━━ Information supplied

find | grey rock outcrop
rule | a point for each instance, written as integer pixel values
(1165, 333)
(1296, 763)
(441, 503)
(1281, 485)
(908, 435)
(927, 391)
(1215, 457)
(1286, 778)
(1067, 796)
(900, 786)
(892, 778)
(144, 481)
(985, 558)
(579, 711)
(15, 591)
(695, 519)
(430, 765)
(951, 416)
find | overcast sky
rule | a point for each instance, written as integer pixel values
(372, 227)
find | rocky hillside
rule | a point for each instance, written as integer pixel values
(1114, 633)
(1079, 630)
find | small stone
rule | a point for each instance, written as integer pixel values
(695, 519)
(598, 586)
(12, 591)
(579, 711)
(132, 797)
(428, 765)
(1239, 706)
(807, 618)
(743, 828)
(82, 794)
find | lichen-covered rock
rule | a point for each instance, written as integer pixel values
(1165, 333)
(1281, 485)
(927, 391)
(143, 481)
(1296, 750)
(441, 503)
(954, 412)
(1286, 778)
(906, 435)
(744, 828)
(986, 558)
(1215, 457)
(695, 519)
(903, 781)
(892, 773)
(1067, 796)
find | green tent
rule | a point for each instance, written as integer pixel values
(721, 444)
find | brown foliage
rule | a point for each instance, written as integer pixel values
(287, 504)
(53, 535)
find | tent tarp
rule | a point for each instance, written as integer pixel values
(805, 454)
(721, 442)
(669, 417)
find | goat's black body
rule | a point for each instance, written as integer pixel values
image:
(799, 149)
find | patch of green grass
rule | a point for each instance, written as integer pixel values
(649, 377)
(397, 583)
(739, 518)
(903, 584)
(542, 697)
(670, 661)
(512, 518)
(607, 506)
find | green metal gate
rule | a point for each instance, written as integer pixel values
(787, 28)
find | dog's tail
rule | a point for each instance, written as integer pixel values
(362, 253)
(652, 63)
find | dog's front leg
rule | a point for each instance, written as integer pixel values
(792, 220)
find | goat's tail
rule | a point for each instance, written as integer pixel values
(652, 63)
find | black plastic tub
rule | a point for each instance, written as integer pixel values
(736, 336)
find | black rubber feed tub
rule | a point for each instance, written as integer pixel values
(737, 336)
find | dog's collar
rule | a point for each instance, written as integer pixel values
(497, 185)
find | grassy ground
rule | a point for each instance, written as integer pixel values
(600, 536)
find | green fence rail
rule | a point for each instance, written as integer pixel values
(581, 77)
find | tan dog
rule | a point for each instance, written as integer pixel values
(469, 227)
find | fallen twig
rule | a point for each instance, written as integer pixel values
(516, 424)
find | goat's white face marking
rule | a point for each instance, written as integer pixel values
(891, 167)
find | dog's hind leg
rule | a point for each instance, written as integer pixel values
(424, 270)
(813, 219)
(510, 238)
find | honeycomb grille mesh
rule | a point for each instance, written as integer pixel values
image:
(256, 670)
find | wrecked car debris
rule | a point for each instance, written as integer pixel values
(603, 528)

━━━━

#### Stated exercise
Format every item above as a two-column CSV with the headers text and answer, one row per item. Put the item's text and its answer each in its own quoted field, with line breaks turned into spaces.

#### Answer to this task
text,answer
"find | grey rock outcrop rule | a point for each instance, written as integer pixel values","(1165, 333) (1296, 763) (441, 503) (1281, 485) (908, 435) (927, 391) (1215, 457) (1286, 778) (1067, 796) (900, 786) (892, 778) (144, 481) (985, 558) (579, 711) (15, 591) (695, 519) (430, 765) (951, 416)"
"find | overcast sky rule | a point for each instance, written as integer pixel values","(372, 227)"
"find | rocky hillside rule | a point for each instance, written as integer pixel values","(1114, 633) (1079, 630)"
"find | small stone rule | a point for each instance, written as integer pixel values","(695, 519) (598, 586) (12, 591) (579, 711) (132, 797) (428, 765) (1239, 706) (807, 618) (743, 828) (82, 794)"
"find | lichen-covered rock rule | a point for each instance, written as integer pixel values","(1165, 333) (1281, 485) (927, 391) (143, 481) (1296, 750) (441, 503) (954, 412) (1286, 778) (906, 435) (744, 828) (986, 558) (1215, 457) (695, 519) (903, 781) (892, 773) (1067, 796)"
"find | green tent rule | a point for each instance, written as integer pixel values","(721, 444)"
"find | brown foliage rule | a point for each instance, written as integer pixel values","(287, 504) (53, 535)"
"find | tent tarp rule | a point for each instance, written as integer pixel values","(805, 454) (721, 442) (669, 417)"
"find | goat's black body rule | a point for each instance, written as integer pixel values image:","(799, 149)"
"find | patch of green grass rule | a point for each instance, written as integer pixel values","(649, 377) (397, 583) (739, 518) (903, 584) (542, 697) (670, 661) (512, 518) (607, 506)"
"find | green metal gate rule | a point for each instance, written as integer pixel values","(787, 28)"
"find | dog's tail rule | a point for each instance, written as integer pixel values","(362, 253) (652, 63)"
"find | dog's front leg rule | a point for each instance, written as integer pixel values","(792, 220)"
"find | goat's tail rule | a point for each instance, written as integer pixel values","(652, 63)"
"find | black plastic tub rule | a point for each instance, written as integer pixel values","(736, 336)"
"find | black rubber feed tub rule | a point for each instance, written as integer pixel values","(737, 336)"
"find | dog's collar rule | a point for each instance, written as integer pixel values","(497, 185)"
"find | grassy ground rule | a point for each instance, written as integer pixel values","(600, 536)"
"find | green fence rail rule | a point for each instance, written as integer pixel values","(581, 77)"
"find | tan dog rule | a point for each instance, written as integer pixel values","(469, 227)"
"find | fallen twig rule | a point for each instance, written as integer pixel values","(516, 424)"
"find | goat's white face marking rule | a point for each instance, written as integer pixel values","(891, 167)"
"find | dog's hind leg rule | a point for each instance, written as integer pixel values","(424, 270) (813, 219) (510, 238)"
"find | honeycomb grille mesh rule | a point for each instance, written as integer pixel values image:","(256, 670)"
"find | wrecked car debris rule | a point for each instance, written as integer pixel values","(603, 528)"